----- Records for this exercise

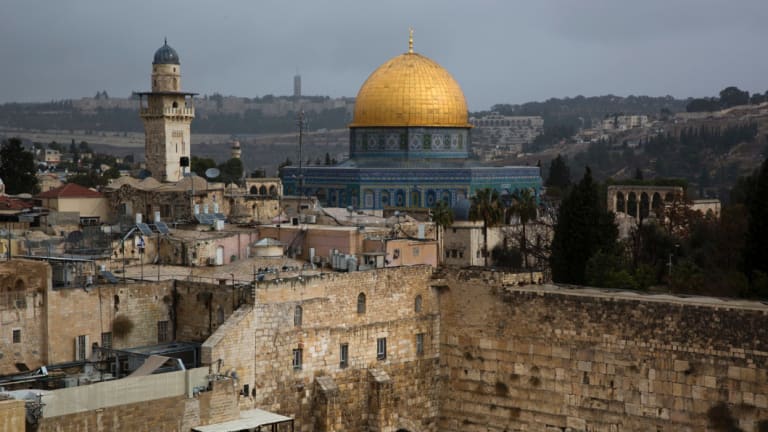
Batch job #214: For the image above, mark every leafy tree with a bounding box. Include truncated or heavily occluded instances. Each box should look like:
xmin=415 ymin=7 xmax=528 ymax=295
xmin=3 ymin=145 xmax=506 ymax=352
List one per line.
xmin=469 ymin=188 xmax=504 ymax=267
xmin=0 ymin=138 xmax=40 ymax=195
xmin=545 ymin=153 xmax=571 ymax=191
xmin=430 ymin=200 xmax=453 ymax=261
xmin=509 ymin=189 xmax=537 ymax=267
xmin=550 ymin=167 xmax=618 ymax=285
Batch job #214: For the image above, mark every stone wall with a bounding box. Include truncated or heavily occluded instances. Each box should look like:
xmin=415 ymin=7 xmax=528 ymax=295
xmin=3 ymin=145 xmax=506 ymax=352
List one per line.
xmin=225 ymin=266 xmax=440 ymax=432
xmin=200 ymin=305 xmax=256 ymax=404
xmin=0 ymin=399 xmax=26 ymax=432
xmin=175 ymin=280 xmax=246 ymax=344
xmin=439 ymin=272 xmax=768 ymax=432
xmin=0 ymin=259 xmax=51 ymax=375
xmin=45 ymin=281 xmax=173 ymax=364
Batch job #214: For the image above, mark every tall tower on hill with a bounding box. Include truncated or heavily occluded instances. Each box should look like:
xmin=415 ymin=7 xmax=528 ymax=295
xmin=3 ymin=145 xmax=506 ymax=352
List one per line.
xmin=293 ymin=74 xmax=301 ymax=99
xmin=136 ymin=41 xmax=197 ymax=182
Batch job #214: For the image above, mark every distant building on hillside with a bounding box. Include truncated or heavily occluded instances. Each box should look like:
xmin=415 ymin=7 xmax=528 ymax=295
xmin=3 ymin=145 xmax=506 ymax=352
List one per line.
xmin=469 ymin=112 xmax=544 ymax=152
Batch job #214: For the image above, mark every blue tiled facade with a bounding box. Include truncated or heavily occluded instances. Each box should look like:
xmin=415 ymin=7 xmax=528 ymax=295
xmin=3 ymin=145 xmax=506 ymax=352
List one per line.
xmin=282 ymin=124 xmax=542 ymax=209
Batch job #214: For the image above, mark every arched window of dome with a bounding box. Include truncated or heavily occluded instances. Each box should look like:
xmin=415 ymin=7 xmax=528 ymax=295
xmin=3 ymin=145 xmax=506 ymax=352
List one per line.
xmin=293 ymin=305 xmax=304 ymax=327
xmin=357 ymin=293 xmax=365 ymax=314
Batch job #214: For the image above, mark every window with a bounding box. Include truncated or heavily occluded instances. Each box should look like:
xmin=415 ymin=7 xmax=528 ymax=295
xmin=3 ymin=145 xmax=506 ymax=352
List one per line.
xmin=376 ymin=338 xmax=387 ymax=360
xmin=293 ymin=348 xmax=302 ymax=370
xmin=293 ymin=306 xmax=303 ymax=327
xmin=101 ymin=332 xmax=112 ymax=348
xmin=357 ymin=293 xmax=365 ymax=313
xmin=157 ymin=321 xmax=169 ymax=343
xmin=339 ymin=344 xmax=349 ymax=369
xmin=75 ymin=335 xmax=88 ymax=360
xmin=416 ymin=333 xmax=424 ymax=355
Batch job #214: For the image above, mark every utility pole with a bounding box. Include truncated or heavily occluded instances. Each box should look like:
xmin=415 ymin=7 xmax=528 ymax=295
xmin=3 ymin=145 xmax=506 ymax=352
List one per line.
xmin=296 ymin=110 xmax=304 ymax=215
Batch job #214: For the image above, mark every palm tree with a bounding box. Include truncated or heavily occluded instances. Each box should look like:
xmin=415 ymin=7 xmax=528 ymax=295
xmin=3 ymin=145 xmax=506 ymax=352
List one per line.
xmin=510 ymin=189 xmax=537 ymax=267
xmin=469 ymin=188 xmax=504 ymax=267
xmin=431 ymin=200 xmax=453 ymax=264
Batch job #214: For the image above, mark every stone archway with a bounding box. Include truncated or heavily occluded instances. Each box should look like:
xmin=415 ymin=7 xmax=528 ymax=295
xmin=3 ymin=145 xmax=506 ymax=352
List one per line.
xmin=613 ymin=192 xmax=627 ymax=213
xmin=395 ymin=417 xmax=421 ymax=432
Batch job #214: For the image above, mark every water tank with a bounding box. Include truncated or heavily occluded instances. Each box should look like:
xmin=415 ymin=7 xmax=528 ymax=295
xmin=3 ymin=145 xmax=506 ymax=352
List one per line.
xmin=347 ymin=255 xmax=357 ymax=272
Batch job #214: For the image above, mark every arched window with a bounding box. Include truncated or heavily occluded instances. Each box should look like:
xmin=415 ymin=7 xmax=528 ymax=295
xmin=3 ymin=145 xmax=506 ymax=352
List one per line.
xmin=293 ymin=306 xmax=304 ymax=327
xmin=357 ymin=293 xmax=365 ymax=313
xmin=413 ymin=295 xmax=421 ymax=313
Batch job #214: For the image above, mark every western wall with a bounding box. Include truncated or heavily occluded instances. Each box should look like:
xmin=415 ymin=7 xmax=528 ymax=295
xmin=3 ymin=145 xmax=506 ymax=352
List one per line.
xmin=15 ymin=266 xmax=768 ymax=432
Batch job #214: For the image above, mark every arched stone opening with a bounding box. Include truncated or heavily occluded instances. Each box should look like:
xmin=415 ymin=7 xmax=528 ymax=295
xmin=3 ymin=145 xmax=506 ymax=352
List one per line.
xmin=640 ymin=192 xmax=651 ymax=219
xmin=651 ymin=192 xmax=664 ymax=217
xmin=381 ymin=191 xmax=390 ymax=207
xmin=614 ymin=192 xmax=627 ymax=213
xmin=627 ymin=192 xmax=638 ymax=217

----------
----- Records for this exercise

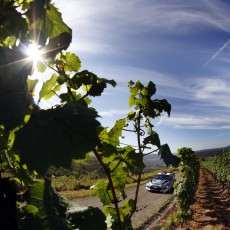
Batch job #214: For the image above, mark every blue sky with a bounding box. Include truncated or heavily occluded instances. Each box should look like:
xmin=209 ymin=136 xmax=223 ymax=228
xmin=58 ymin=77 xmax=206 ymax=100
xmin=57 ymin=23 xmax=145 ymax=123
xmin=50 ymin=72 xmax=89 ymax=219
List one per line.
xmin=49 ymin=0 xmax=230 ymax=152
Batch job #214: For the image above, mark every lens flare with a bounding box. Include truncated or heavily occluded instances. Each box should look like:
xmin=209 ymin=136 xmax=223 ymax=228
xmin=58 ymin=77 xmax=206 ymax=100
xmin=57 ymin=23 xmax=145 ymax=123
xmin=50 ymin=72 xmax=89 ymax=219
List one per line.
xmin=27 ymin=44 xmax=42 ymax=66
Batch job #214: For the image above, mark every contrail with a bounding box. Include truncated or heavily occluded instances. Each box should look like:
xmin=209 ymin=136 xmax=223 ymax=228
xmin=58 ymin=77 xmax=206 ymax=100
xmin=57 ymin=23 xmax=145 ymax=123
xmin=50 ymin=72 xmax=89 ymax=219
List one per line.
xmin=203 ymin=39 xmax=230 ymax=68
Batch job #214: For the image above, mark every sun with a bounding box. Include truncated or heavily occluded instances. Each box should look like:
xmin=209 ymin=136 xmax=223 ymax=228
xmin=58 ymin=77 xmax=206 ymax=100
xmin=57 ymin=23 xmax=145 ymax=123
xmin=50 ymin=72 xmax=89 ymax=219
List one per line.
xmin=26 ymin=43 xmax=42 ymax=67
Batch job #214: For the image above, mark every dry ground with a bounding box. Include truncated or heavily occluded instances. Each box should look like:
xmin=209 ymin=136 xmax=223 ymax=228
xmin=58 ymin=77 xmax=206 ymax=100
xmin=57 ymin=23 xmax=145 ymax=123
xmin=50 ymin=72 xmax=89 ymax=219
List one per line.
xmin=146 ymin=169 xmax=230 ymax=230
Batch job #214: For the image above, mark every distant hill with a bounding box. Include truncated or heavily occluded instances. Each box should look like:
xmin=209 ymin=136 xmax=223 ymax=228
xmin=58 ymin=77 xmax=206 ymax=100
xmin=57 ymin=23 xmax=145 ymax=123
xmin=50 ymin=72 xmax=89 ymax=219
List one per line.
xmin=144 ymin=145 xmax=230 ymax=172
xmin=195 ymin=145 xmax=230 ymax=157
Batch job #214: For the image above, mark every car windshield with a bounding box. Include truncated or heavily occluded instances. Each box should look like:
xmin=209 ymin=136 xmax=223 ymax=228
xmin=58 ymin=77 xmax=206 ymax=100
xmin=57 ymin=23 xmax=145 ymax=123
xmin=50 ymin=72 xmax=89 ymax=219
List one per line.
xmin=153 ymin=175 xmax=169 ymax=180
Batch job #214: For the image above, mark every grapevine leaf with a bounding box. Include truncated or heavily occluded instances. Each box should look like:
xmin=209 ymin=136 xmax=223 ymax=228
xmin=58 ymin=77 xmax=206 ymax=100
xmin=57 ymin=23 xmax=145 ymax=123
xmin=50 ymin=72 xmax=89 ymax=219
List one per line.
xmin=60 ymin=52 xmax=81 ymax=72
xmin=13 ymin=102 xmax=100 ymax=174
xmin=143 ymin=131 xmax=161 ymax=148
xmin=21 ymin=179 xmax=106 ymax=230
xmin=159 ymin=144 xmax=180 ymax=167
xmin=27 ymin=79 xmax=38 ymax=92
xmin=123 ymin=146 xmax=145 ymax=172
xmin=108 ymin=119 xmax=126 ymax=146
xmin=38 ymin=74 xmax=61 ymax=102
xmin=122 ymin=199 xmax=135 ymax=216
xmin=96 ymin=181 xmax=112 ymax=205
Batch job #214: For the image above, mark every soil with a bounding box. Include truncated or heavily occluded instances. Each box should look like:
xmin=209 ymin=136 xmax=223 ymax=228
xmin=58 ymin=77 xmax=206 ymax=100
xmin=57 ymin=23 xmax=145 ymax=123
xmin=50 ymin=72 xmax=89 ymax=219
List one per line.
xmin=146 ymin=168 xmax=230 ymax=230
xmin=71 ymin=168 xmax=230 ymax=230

----------

Report every line of the data above that contains the word "arched", copying each such line in full.

Batch job #214: For the image above, mark every arched window of dome with a bounding box. Include truncated or heavily occluded instances. Each box should look like:
Batch job #214: For the image above, mark every arched window with a bounding box. Include truncated or heavily occluded instances. Each box should look like:
Batch job #214: For the image above, mark every arched stone opening with a bounding box. Include truncated or heavily occluded instances. Each box should look like:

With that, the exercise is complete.